EXTRACTED TEXT:

Updated: Jun 11, 2019

1. ) Choose Your Blog Name With Care

This first step forces you to choose what your blog is going to be about. Possible subjects include fashion, beauty, cooking, travel, fitness, lifestyle, etc. Determine this first and pick a name that will reflect your blog's topics. Remember that you want to find a niche since there are millions of blogs out there already. Targeting a broad audience is bad for engagement so try focusing on a smaller audience.

Here are some words and ideas relating to the topics previously mentioned to get your creative juices flowing. Start mixing and matching words to create blog names and don't be afraid to use a thesaurus. You could even create your own words by putting two together. For example, the combination of podcast and broadcast makes "podcast"and breakfast and lunch makes "brunch".

Once you have jotted down some potential names, you need to check if its available. The domain cannot be used by someone already. The easiest way to check is to consult Google for a domain search tool. I have found to be useful.


2. ) Create Your Color Palette

One of the most important elements of brand recognition is color. Limit your color palette to 5 colors or less and be sure to include both dark and light shades. Your goal is to have all these colors go together with the ability to be mixed around. A good starting point is to choose 1-2 primary colors and branch out from there. Get the hex codes so you can use these consistently across your blog.

Choosing colors sound easy since we all have ones that we gravitate towards. Go beyond picking your favorite colors and consider the mood your color scheme portrays and how it makes readers feel. If you pick extreme shades like hot pink and neon green it may turn viewers away. Warmer colors like reds, yellows, and oranges convey excitement while cooler color schemes like blues, greens, and purples give off a relaxed and peaceful vibe. Think of your color story as showing off your brand's personality.

Color Scheme Types

There are four main types of color schemes in design that you can use to establish harmony: monochromatic, analogous, complementary and triadic.

Monochromatic: Made up of a single color with varying shades and tints. Since they lack focal areas, monochromatic color schemes tend to be safe and relaxing.

Analogous: Colors that lie next to each other on the color wheel in either the warm or cool spectrum. This can be a difficult palette to use since the colors can easily blend together. However, analogous color schemes are often found in nature and can be very beautiful.

Complementary: Colors that are directly opposite of each other on the color wheel such as red and green, purple and yellow, orange and blue. With the powerful contrast of complementary colors, designers often use one dominant color for a background and the other to highlight important elements.

Triadic: Considered the best color scheme by some, take three colors that are evenly spaced around the color wheel at 120 degrees. The palette provides a balanced and harmonious style where one color can be used for you background and the other two for your content.

Suggested Tool: Adobe has a user-friendly color scheme tool that allows you to pick colors and see them side-by-side.

The Mood Board

I'm sure you are already familiar with Pinterest but if not this is a great tool to put all your ideas together in one place, like a digital bulletin board. Creating a mood board will help define your brand's identity as I'm sure you have plenty of ideas floating around in your head. Curating your inspiration board will bring your brand's colors, values, and culture to focus. See the bottom of this page for an example of my mood board.

If you don't want to share your mood board publicly you can create a secret board on Pinterest. Pin 15-20 photos that would resonate with your target reader such as color, places, symbols, art pieces, photography styles, textures, patterns, words, and fonts. Be careful to not cloud your brand with too many images. If you have extra visuals you can go back and weed out the ones that end up not fitting with your blog's style.

SHORT PROBLEM 1: In the blog guide, rewrite the paragraph beginning "One of the most important elements of brand recognition" as a short bulleted list that keeps its main facts.
The records that come after this text have nothing to do with it.

PROVIDED DATA:

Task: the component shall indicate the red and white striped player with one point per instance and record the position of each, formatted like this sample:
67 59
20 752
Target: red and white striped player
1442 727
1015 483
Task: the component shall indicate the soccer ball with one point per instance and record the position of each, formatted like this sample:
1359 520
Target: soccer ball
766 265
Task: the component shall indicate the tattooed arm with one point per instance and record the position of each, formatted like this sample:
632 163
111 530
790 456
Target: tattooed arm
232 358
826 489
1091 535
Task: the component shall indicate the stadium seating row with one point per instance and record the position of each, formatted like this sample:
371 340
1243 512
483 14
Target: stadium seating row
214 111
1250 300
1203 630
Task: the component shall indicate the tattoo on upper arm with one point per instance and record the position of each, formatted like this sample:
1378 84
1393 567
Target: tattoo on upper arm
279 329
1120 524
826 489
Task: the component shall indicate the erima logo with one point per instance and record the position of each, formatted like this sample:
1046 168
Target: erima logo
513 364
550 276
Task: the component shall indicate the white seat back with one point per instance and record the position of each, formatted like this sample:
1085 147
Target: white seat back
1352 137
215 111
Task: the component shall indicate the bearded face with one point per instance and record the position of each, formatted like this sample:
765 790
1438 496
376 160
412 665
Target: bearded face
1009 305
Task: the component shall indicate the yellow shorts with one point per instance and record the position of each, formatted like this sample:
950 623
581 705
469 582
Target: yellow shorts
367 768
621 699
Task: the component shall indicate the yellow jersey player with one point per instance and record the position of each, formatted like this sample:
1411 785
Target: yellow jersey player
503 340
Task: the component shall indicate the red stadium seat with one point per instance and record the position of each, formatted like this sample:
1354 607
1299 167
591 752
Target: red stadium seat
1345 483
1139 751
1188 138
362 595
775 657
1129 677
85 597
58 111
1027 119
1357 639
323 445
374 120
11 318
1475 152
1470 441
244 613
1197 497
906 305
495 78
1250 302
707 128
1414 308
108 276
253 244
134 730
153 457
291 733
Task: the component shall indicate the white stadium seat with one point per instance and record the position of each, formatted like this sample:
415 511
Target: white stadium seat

SHORT PROBLEM 2: Reproduce word for word the stretch of the records from the line containing "Task: the component shall indicate the white stadium" through the end of the records.

RIGHT ANSWER 1:
- Color is one of the most important elements of brand recognition.
- Keep the color palette to 5 colors or fewer, with both dark and light shades.
- All the colors should go together and be able to be mixed around.
- Start with 1–2 primary colors and branch out from there.
- Get the hex codes so the colors can be used consistently across the blog.

RIGHT ANSWER 2:
Task: the component shall indicate the white stadium seat with one point per instance and record the position of each, formatted like this sample:
415 511
Target: white stadium seat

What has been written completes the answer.